> **EXTRACT**:
Many fake Ruqyah healers have appeared in Saudi Arabia offering their services to clients affected by genies or black magic. Some of these practitioners misuse this spiritual treatment system followed by Prophet Muhammad (peace be upon him) and his companions, reports said.
Ruqyah means reciting Qur’an and saying supplications reported from the Prophet (pbuh) over the sick seeking cure, in addition to application of other good and lawful supplications. It has been successful in treating people possessed by evil eye and black magic.
Dr. Abdul Rahman Al-Sanad, president of the Commission for the Promotion of Virtue and Prevention of Vice (Haia) has disclosed that some Ruqyah performers touched women and violated their honor.
In a 96-page book authored by him, Al-Sanad explains how some weak-minded people exploited the system for immoral purposes. Some healers memorized only two parts of the Holy Qur’an while others only the last part.
“These are the most ignorant people and they adopted Ruqyah as a healing system just to imitate others. Some of them have taken it as a profession after watching treatment of a relative by Ruqyah,” he pointed out.
According to Al-Sanad, the majority of fake healers had poor education. “Some of them have secondary education while many others were illiterate who cannot read or write,” he added. Some of them claim that they can communicate with genies in order to impress their customers.
In his book, Al-Sanad revealed amazing stories of fake Ruqyah healers. A practitioner did it at the water supply plant while another one did it in the tooth paste. “We have also received reports of Ruqyah performers through telephone and WhatsApp,” he added.
Some of these fake healers repeated a particular verse of the Qur’an while some others advised their clients to keep a specific verse of the Qur’an in their house to protect against genies and sorcerers and some others advise their clients to read azan into a cup of water and drink it.

> **EXTRACTED MATERIAL**:
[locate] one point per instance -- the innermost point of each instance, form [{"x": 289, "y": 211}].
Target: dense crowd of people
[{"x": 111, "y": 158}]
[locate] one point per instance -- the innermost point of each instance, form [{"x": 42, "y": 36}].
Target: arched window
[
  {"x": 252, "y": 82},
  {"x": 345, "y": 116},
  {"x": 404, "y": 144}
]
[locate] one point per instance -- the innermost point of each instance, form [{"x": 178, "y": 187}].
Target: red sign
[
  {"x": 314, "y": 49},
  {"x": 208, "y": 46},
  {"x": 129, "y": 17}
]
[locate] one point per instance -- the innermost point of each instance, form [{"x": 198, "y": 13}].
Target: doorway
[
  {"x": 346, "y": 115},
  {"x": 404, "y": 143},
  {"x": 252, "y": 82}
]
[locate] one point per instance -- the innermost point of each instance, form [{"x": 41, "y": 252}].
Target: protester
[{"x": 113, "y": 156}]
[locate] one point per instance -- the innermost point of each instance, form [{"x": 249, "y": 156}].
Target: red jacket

> **WHAT IS BEING ASKED**: Please write the next part of the article on fake Ruqyah healers in Saudi Arabia, picking up right after its last sentence.

> **TASK RESPONSE**:
“There are practitioners who recite the Qur’an and pray for the whole family members and protect the whole house from sorcerers by doing Ruqyah at its corners,” the Haia chief said.
Dr. Al-Sanad accused some practitioners of charging huge fees reaching up to SR10,000 for a session while some others demanded accommodation saying they came from a far off place. Some healers charged huge prices for materials used in the process while some others frightened their customers by telling them they are affected by sorcerers and black magic.
“Many people believe in these fake practitioners fully and agree with whatever they do and tell and this helps the weak-minded to exploit them,” Al-Sanad said. Some people are ready to spend any amount of money on Ruqyah and go to a particular practitioner even after crossing long distances.
Meanwhile, eight cases have been filed against fake Ruqyah practitioners at courts for sexual abuse during treatment and practicing the therapy without license. A British practitioner of Arab origin was one of the culprits. He provided Ruqyah therapy without a license and used to charge SR35,000 for a session. He was also accused of sexually harassing women while providing the therapy which included hijama or cupping.
A criminal court sentenced a Saudi man to 30 lashes for practicing Ruqyah without any license and took a written undertaking from him that he would not do it again. Another fake practitioner, who used the therapy to harass women, was sentenced to six months jail and 150 lashes.
Lawyer Khaled Aburashid said those who practice Ruqyah illegally deserved deterrent punishment. He said the public prosecutor has been given the authority to investigate excesses in such therapies including sexual abuse.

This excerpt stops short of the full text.